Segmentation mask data
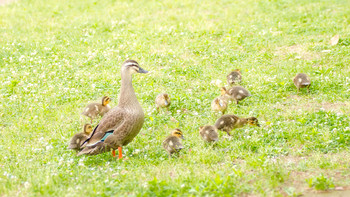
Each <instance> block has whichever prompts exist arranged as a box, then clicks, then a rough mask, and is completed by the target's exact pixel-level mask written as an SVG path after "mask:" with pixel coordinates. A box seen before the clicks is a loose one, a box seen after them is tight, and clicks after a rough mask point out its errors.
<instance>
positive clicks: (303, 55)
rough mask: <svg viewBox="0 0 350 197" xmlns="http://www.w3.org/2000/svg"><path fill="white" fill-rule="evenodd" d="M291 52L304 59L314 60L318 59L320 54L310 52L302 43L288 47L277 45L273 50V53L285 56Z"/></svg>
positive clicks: (297, 57) (298, 57)
mask: <svg viewBox="0 0 350 197" xmlns="http://www.w3.org/2000/svg"><path fill="white" fill-rule="evenodd" d="M291 54H297V55H296V58H299V59H305V60H315V59H319V58H320V57H321V56H320V54H318V53H315V52H310V51H308V50H307V49H306V46H303V45H300V44H298V45H292V46H289V47H278V48H277V50H276V51H275V55H278V56H287V55H291Z"/></svg>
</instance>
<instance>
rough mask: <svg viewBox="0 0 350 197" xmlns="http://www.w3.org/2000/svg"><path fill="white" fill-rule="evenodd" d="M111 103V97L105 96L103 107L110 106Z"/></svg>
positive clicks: (103, 101) (103, 99) (104, 96)
mask: <svg viewBox="0 0 350 197" xmlns="http://www.w3.org/2000/svg"><path fill="white" fill-rule="evenodd" d="M109 102H111V98H109V96H104V97H103V98H102V105H103V106H106V105H108V103H109Z"/></svg>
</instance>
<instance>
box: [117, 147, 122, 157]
mask: <svg viewBox="0 0 350 197" xmlns="http://www.w3.org/2000/svg"><path fill="white" fill-rule="evenodd" d="M118 151H119V157H118V159H121V158H123V152H122V147H118Z"/></svg>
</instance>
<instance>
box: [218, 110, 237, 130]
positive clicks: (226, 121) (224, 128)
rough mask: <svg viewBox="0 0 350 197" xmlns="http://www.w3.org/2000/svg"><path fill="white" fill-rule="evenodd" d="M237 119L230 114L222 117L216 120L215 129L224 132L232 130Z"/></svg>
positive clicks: (223, 115) (225, 115) (221, 116)
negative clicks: (225, 130)
mask: <svg viewBox="0 0 350 197" xmlns="http://www.w3.org/2000/svg"><path fill="white" fill-rule="evenodd" d="M238 119H239V118H238V117H237V116H235V115H231V114H227V115H223V116H221V117H220V118H219V119H217V120H216V122H215V127H216V128H217V129H219V130H224V131H225V130H232V129H233V128H234V127H235V125H236V123H237V121H238Z"/></svg>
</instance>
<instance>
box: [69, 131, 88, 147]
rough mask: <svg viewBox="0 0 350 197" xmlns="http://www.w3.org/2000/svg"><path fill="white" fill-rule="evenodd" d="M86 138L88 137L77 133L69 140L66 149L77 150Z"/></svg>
mask: <svg viewBox="0 0 350 197" xmlns="http://www.w3.org/2000/svg"><path fill="white" fill-rule="evenodd" d="M87 138H88V136H87V135H86V134H85V133H83V132H81V133H77V134H75V135H74V136H73V137H72V139H71V140H70V143H69V146H68V149H75V150H79V149H80V146H81V144H82V143H83V142H84V141H85V140H86V139H87Z"/></svg>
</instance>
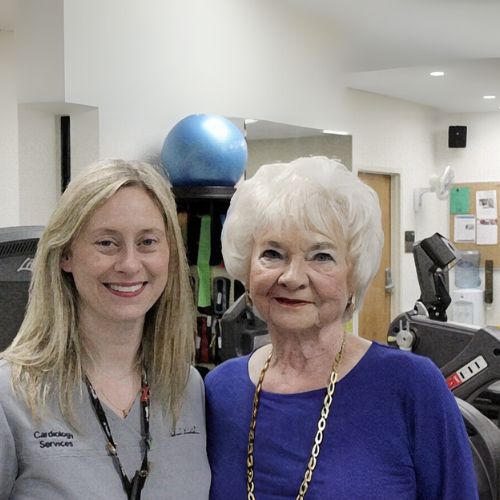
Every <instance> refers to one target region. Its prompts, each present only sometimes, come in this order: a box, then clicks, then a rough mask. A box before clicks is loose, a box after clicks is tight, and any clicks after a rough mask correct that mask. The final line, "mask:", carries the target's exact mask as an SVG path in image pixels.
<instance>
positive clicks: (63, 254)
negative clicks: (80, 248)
mask: <svg viewBox="0 0 500 500" xmlns="http://www.w3.org/2000/svg"><path fill="white" fill-rule="evenodd" d="M59 265H60V266H61V269H62V270H63V271H64V272H66V273H71V272H72V267H73V266H72V262H71V256H70V255H69V253H64V254H63V255H62V257H61V261H60V263H59Z"/></svg>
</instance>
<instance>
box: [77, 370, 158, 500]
mask: <svg viewBox="0 0 500 500" xmlns="http://www.w3.org/2000/svg"><path fill="white" fill-rule="evenodd" d="M85 383H86V384H87V389H88V392H89V397H90V401H91V403H92V406H93V407H94V410H95V413H96V416H97V420H98V421H99V424H100V425H101V428H102V430H103V432H104V434H105V436H106V439H107V441H108V442H107V443H106V449H107V450H108V453H109V454H110V455H111V456H112V457H113V458H114V459H115V461H116V464H117V465H118V471H119V473H120V477H121V480H122V484H123V489H124V490H125V493H126V494H127V498H128V499H129V500H139V499H140V498H141V490H142V488H143V487H144V483H145V482H146V478H147V476H148V473H149V464H148V450H149V449H150V446H151V436H150V434H149V396H150V394H149V385H148V380H147V377H146V370H145V369H143V370H142V382H141V420H142V442H143V445H144V452H143V457H142V464H141V468H140V470H138V471H136V472H135V475H134V477H133V479H132V481H131V480H130V479H129V478H128V476H127V475H126V474H125V472H124V471H123V467H122V464H121V462H120V458H119V457H118V451H117V449H116V443H115V442H114V440H113V436H112V434H111V428H110V427H109V423H108V419H107V418H106V413H105V412H104V409H103V407H102V405H101V402H100V401H99V398H98V397H97V393H96V392H95V389H94V388H93V387H92V384H91V383H90V380H89V379H88V377H85Z"/></svg>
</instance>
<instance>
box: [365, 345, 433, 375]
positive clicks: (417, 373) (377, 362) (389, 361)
mask: <svg viewBox="0 0 500 500" xmlns="http://www.w3.org/2000/svg"><path fill="white" fill-rule="evenodd" d="M365 361H366V363H365V365H366V368H367V369H368V370H370V371H372V370H374V369H376V370H377V371H378V372H379V373H380V372H387V373H388V374H392V376H396V375H397V378H398V379H399V380H404V381H405V383H411V382H412V381H413V382H415V383H417V384H421V383H422V382H424V381H429V382H430V383H434V382H436V381H438V380H439V381H443V375H442V374H441V371H440V370H439V368H438V367H437V365H436V364H435V363H434V362H433V361H432V360H431V359H430V358H427V357H425V356H420V355H418V354H414V353H412V352H409V351H402V350H400V349H397V348H394V347H390V346H387V345H383V344H379V343H377V342H373V343H372V346H371V348H370V349H369V351H368V353H367V356H366V360H365Z"/></svg>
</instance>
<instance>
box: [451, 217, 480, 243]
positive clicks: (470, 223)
mask: <svg viewBox="0 0 500 500" xmlns="http://www.w3.org/2000/svg"><path fill="white" fill-rule="evenodd" d="M453 234H454V240H455V242H456V243H464V242H475V241H476V217H475V216H474V215H456V216H455V231H454V233H453Z"/></svg>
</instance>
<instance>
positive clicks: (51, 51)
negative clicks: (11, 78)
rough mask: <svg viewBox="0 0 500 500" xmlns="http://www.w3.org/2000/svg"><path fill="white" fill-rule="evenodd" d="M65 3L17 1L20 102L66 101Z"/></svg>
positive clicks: (17, 85) (16, 6)
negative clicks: (65, 78)
mask: <svg viewBox="0 0 500 500" xmlns="http://www.w3.org/2000/svg"><path fill="white" fill-rule="evenodd" d="M63 4H64V0H43V1H42V2H40V1H39V0H17V1H16V26H15V32H16V60H17V68H18V82H17V89H18V99H19V102H21V103H28V102H62V101H64V36H63V22H64V20H63Z"/></svg>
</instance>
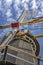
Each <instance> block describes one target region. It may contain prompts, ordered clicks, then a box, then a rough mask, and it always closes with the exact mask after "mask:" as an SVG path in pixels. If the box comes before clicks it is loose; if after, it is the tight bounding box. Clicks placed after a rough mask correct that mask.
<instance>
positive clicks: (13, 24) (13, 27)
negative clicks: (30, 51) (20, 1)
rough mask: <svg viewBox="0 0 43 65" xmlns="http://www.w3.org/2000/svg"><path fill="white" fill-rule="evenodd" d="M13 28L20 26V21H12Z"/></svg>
mask: <svg viewBox="0 0 43 65" xmlns="http://www.w3.org/2000/svg"><path fill="white" fill-rule="evenodd" d="M11 26H12V28H19V22H15V23H11Z"/></svg>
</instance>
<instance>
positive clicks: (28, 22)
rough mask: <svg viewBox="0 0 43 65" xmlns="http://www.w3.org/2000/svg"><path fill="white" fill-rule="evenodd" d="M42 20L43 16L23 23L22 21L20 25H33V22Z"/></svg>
mask: <svg viewBox="0 0 43 65" xmlns="http://www.w3.org/2000/svg"><path fill="white" fill-rule="evenodd" d="M41 22H43V18H39V19H36V20H33V21H30V22H23V23H20V26H23V25H32V24H35V23H41Z"/></svg>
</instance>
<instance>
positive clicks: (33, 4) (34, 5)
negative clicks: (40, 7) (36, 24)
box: [32, 0, 37, 9]
mask: <svg viewBox="0 0 43 65" xmlns="http://www.w3.org/2000/svg"><path fill="white" fill-rule="evenodd" d="M32 4H33V6H32V8H33V9H35V8H36V9H37V5H36V2H35V0H33V1H32Z"/></svg>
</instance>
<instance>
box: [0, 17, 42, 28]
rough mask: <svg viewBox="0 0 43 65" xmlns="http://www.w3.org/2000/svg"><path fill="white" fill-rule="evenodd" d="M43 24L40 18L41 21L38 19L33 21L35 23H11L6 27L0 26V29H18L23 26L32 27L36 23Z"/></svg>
mask: <svg viewBox="0 0 43 65" xmlns="http://www.w3.org/2000/svg"><path fill="white" fill-rule="evenodd" d="M41 22H43V18H39V19H36V20H33V21H30V22H23V23H19V22H15V23H11V24H10V25H5V26H0V29H3V28H10V27H12V28H15V27H16V28H17V27H19V25H20V26H23V25H32V24H35V23H41Z"/></svg>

→ **TASK OBJECTIVE**: For this exercise, transcribe exactly the part of the records above that opens with the line containing "positive clicks: (470, 223)" and closes with the one containing "negative clicks: (30, 51) (20, 1)". Pictures are not part of the copy.

→ **TASK SOLUTION**:
positive clicks: (470, 223)
mask: <svg viewBox="0 0 500 500" xmlns="http://www.w3.org/2000/svg"><path fill="white" fill-rule="evenodd" d="M453 234H454V240H455V242H456V243H464V242H475V241H476V217H475V216H474V215H456V216H455V231H454V233H453Z"/></svg>
</instance>
<instance>
positive clicks: (51, 51)
negative clicks: (11, 78)
rough mask: <svg viewBox="0 0 500 500" xmlns="http://www.w3.org/2000/svg"><path fill="white" fill-rule="evenodd" d="M65 3L17 1L20 102L66 101Z"/></svg>
positive clicks: (17, 85) (16, 6)
negative clicks: (65, 78)
mask: <svg viewBox="0 0 500 500" xmlns="http://www.w3.org/2000/svg"><path fill="white" fill-rule="evenodd" d="M63 4H64V0H43V1H42V2H40V1H39V0H17V1H16V26H15V32H16V60H17V68H18V82H17V89H18V99H19V102H21V103H28V102H62V101H64V36H63V22H64V20H63Z"/></svg>
</instance>
Each <instance> block describes one target region. It may contain prompts, ordered clicks, then a box, then a rough mask, and it always closes with the exact mask after "mask:" as an SVG path in pixels. If the box comes before clicks it is loose; if after, it is the tight bounding box. Clicks placed after a rough mask correct that mask.
<instance>
positive clicks: (13, 24) (13, 27)
negative clicks: (30, 51) (20, 1)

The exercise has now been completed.